(Try it) Arrange every line of the data below as a Markdown table with the columns Line No. and Data Line, omitting any blank lines.

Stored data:
==================================================

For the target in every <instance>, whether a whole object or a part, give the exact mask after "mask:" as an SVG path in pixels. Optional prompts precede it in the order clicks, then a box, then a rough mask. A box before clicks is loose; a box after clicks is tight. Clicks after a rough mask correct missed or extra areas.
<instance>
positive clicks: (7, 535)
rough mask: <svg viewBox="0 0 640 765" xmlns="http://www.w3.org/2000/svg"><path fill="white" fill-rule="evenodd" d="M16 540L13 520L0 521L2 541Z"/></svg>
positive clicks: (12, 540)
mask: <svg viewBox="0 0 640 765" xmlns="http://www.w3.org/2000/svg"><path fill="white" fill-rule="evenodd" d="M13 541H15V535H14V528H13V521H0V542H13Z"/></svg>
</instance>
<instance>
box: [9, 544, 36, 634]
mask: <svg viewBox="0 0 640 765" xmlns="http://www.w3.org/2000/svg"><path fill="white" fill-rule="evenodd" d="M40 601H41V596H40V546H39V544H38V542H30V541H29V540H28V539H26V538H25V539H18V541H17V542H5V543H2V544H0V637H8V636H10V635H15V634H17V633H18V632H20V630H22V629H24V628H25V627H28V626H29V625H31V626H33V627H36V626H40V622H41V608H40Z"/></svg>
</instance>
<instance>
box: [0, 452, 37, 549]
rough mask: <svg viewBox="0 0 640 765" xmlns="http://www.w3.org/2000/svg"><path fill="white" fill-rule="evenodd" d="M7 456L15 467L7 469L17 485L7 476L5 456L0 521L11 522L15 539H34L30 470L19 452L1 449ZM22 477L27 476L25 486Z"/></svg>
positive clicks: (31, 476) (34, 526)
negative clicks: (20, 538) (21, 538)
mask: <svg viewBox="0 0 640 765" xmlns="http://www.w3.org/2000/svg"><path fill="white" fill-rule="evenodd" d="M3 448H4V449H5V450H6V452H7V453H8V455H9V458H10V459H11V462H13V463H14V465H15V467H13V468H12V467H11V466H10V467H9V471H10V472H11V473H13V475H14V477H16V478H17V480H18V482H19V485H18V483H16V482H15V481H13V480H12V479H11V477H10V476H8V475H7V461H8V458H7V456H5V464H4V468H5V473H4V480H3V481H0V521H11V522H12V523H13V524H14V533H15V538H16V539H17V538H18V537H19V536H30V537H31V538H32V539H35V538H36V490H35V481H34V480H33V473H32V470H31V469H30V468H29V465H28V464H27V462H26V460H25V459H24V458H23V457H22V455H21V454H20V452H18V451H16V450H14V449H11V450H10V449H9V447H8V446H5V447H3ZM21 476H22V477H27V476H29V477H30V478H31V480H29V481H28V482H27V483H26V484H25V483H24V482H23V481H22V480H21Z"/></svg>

==================================================

(Your solution)
| Line No. | Data Line |
|---|---|
| 1 | For the target in every <instance>, whether a whole object or a part, give the exact mask after "mask:" as an SVG path in pixels. Optional prompts precede it in the order clicks, then a box, then a rough mask. A box before clicks is loose; a box after clicks is tight. Clicks after a rough mask correct missed or extra areas. |
| 2 | <instance> |
| 3 | positive clicks: (7, 535) |
| 4 | rough mask: <svg viewBox="0 0 640 765" xmlns="http://www.w3.org/2000/svg"><path fill="white" fill-rule="evenodd" d="M16 540L13 520L0 521L2 541Z"/></svg> |
| 5 | positive clicks: (12, 540) |
| 6 | mask: <svg viewBox="0 0 640 765" xmlns="http://www.w3.org/2000/svg"><path fill="white" fill-rule="evenodd" d="M13 541H15V535H14V528H13V521H0V542H13Z"/></svg> |
| 7 | </instance> |
| 8 | <instance> |
| 9 | box: [9, 544, 36, 634] |
| 10 | mask: <svg viewBox="0 0 640 765" xmlns="http://www.w3.org/2000/svg"><path fill="white" fill-rule="evenodd" d="M40 601H41V596H40V546H39V544H38V542H30V541H29V540H28V539H26V538H25V539H18V541H17V542H5V543H2V544H0V637H8V636H10V635H15V634H17V633H18V632H20V630H22V629H24V628H25V627H28V626H29V625H31V626H33V627H36V626H40V622H41V608H40Z"/></svg> |
| 11 | </instance> |
| 12 | <instance> |
| 13 | box: [0, 452, 37, 549] |
| 14 | rough mask: <svg viewBox="0 0 640 765" xmlns="http://www.w3.org/2000/svg"><path fill="white" fill-rule="evenodd" d="M7 456L15 467L7 469L17 485L7 476L5 456L0 521L11 522L15 539H34L30 470L19 452L1 449ZM22 477L27 476L25 486Z"/></svg> |
| 15 | positive clicks: (31, 476) (34, 526) |
| 16 | negative clicks: (20, 538) (21, 538) |
| 17 | mask: <svg viewBox="0 0 640 765" xmlns="http://www.w3.org/2000/svg"><path fill="white" fill-rule="evenodd" d="M3 448H4V449H5V450H6V452H7V453H8V455H9V458H10V459H11V462H13V463H14V465H15V467H13V468H12V467H11V466H10V467H9V471H10V472H11V473H13V475H14V477H16V478H17V480H18V482H19V485H18V483H16V482H15V481H13V480H12V479H11V477H10V476H8V475H7V461H8V458H7V456H5V464H4V468H5V473H4V480H3V481H0V521H11V522H12V523H13V524H14V533H15V538H16V539H17V538H18V537H19V536H30V537H31V538H32V539H35V538H36V490H35V481H34V480H33V473H32V470H31V469H30V468H29V465H28V464H27V462H26V460H25V459H24V458H23V457H22V455H21V454H20V452H18V451H16V450H14V449H11V450H10V449H9V447H8V446H5V447H3ZM21 476H22V477H27V476H29V477H30V478H31V480H29V481H28V482H27V483H26V484H25V483H24V482H23V481H22V480H21Z"/></svg> |